* Aim of the task: Render every line of the material below as a Markdown table with the columns "Row" and "Line", numbering each row and leaving out blank lines.

* Records from a collection:

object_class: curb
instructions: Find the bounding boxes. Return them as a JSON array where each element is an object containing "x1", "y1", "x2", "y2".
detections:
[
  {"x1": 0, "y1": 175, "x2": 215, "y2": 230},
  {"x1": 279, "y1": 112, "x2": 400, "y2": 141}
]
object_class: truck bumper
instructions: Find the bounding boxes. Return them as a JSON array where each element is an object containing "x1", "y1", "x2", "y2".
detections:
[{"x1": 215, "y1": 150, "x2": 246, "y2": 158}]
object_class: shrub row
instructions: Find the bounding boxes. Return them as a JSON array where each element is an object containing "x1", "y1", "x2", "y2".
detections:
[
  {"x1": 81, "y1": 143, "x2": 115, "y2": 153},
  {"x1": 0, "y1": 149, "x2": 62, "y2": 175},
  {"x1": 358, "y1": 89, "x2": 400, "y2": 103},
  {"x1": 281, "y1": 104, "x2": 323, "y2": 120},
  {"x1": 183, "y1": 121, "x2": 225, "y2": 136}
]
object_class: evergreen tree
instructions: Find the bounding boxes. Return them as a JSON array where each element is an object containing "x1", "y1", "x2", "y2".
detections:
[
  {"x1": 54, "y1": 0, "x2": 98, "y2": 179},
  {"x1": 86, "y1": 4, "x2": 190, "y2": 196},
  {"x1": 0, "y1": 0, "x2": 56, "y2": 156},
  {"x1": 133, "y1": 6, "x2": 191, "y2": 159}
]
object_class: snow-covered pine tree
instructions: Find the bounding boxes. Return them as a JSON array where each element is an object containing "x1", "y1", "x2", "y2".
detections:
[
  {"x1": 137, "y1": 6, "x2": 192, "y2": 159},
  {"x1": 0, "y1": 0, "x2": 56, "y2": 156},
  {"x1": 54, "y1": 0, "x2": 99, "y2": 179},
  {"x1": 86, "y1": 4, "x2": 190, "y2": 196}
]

* Problem solution:
| Row | Line |
|---|---|
| 1 | object_class: curb |
| 2 | instructions: Find the bounding boxes. Return them as a JSON array where each element is an object containing "x1", "y1", "x2", "y2". |
| 3 | detections: |
| 4 | [ |
| 5 |   {"x1": 0, "y1": 175, "x2": 215, "y2": 230}, |
| 6 |   {"x1": 279, "y1": 112, "x2": 400, "y2": 141} |
| 7 | ] |
| 8 | object_class: truck bumper |
| 9 | instructions: Find the bounding boxes. Return them as a JSON array where each element is an object containing "x1", "y1", "x2", "y2". |
| 10 | detections: |
| 11 | [{"x1": 215, "y1": 150, "x2": 246, "y2": 158}] |
| 12 | object_class: shrub row |
| 13 | instructions: Find the bounding boxes. Return them as a JSON array where each element is an object containing "x1", "y1", "x2", "y2". |
| 14 | detections: |
| 15 | [ |
| 16 |   {"x1": 81, "y1": 143, "x2": 115, "y2": 153}, |
| 17 |   {"x1": 0, "y1": 149, "x2": 62, "y2": 175}, |
| 18 |   {"x1": 358, "y1": 89, "x2": 400, "y2": 103}, |
| 19 |   {"x1": 281, "y1": 104, "x2": 323, "y2": 120}, |
| 20 |   {"x1": 183, "y1": 121, "x2": 225, "y2": 136} |
| 21 | ] |
| 22 | object_class: evergreen tree |
| 23 | instructions: Find the bounding boxes. Return them as a JSON array where each element is an object containing "x1", "y1", "x2", "y2". |
| 24 | detections: |
| 25 | [ |
| 26 |   {"x1": 54, "y1": 0, "x2": 98, "y2": 179}, |
| 27 |   {"x1": 86, "y1": 4, "x2": 190, "y2": 196}, |
| 28 |   {"x1": 0, "y1": 0, "x2": 56, "y2": 156}, |
| 29 |   {"x1": 133, "y1": 6, "x2": 191, "y2": 159} |
| 30 | ] |
| 31 | object_class: snow-covered pine tree |
| 32 | instructions: Find the bounding boxes. Return them as a JSON array where each element is an object containing "x1", "y1", "x2", "y2". |
| 33 | detections: |
| 34 | [ |
| 35 |   {"x1": 137, "y1": 6, "x2": 192, "y2": 159}, |
| 36 |   {"x1": 0, "y1": 0, "x2": 56, "y2": 156}, |
| 37 |   {"x1": 54, "y1": 0, "x2": 99, "y2": 179}, |
| 38 |   {"x1": 86, "y1": 4, "x2": 190, "y2": 196} |
| 39 | ] |